Excerpt from a dataset
* * *

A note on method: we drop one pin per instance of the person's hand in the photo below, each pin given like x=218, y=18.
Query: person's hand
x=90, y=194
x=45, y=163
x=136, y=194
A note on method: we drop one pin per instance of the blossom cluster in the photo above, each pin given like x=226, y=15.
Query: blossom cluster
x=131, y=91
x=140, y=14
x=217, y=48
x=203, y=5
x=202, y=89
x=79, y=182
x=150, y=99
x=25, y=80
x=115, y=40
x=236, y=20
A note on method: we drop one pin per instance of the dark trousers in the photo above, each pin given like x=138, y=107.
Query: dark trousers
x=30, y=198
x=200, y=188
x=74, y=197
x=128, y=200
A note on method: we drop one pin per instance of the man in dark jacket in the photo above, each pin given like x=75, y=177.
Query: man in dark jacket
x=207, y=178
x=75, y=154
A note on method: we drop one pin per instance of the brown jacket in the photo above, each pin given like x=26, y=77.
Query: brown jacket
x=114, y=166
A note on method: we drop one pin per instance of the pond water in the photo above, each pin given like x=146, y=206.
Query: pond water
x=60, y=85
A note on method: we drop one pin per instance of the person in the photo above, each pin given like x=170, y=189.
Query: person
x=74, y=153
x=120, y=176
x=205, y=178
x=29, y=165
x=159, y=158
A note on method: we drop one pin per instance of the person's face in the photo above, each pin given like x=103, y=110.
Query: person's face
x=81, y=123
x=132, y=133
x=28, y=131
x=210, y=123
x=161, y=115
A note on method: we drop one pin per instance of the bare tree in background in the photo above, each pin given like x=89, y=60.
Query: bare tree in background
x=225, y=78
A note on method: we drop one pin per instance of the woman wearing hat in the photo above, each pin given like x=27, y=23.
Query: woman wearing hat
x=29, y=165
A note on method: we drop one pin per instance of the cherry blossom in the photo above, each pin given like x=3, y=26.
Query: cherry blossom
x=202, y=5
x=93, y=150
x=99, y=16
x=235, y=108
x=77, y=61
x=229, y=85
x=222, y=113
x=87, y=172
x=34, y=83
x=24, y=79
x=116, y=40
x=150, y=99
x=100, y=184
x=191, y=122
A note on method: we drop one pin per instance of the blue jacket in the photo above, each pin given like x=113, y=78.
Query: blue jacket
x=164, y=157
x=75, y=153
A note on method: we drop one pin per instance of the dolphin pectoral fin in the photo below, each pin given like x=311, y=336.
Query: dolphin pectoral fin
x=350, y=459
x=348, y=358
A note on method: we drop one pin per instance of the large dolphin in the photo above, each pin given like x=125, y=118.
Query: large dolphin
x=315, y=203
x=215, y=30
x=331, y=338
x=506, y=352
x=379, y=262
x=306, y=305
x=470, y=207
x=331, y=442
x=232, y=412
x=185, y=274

* * *

PROBLEM DESCRIPTION. Copy out all of the entries above word for word, leaving every line unchanged.

IN RESPONSE.
A note on method: we drop one pin per instance of the person's hand in the photo below, each pin given like x=218, y=18.
Query: person's hand
x=90, y=194
x=45, y=163
x=136, y=194
A note on method: we drop one pin per instance of the blossom cluster in the photo above, each pin given like x=226, y=15.
Query: blossom cluster
x=131, y=91
x=140, y=14
x=217, y=48
x=203, y=5
x=202, y=89
x=79, y=182
x=150, y=99
x=25, y=80
x=115, y=40
x=236, y=20
A note on method: we drop one pin per instance of the dark trousers in the photo above, each pin given like x=138, y=107.
Query: dark trousers
x=30, y=198
x=200, y=188
x=74, y=197
x=128, y=200
A note on method: we drop one pin per instance of the man in dark jacket in the photo above, each pin given like x=75, y=177.
Query: man in dark jacket
x=207, y=178
x=75, y=154
A note on method: we drop one pin per instance of the brown jacket in the photo above, each pin given like x=26, y=77.
Query: brown jacket
x=114, y=166
A note on method: we drop one pin per instance of the pond water in the photo above, each pin given like x=146, y=206.
Query: pond water
x=60, y=85
A note on method: we drop one pin per instance of the person in the photo above, each pin given like x=170, y=189.
Query: person
x=74, y=153
x=120, y=176
x=205, y=178
x=29, y=165
x=159, y=158
A note on method: we drop one pin per instance of the person's face in the photo above, each pin given like x=103, y=110.
Query: person's face
x=81, y=123
x=132, y=133
x=28, y=131
x=210, y=123
x=161, y=115
A note on method: we drop one pin per instance of the bare tree in background in the photo above, each pin given like x=89, y=60.
Query: bare tree in background
x=225, y=78
A note on method: we drop one pin per instance of the woman wearing hat in the photo above, each pin given like x=27, y=23.
Query: woman wearing hat
x=29, y=165
A note on method: we drop one pin per instance of the cherry blossom in the photo above, each pin given like x=3, y=26.
Query: cherry blossom
x=202, y=5
x=93, y=150
x=99, y=16
x=235, y=108
x=77, y=61
x=229, y=85
x=222, y=113
x=87, y=172
x=34, y=83
x=24, y=79
x=116, y=40
x=150, y=99
x=100, y=184
x=191, y=122
A note on method: we drop one pin per instance of the blue jacket in the photo above, each pin given like x=113, y=78.
Query: blue jacket
x=164, y=157
x=75, y=153
A note on method: we drop one pin per instance of the dolphin pectoral fin in the photo below, each pin given like x=311, y=336.
Query: dolphin pectoral fin
x=350, y=459
x=348, y=358
A note on method: we drop one pin per instance of the large dolphin in the photo above, each pin given like x=125, y=118.
Query: large dolphin
x=315, y=203
x=215, y=30
x=331, y=338
x=506, y=352
x=379, y=262
x=306, y=305
x=470, y=207
x=331, y=442
x=232, y=412
x=185, y=274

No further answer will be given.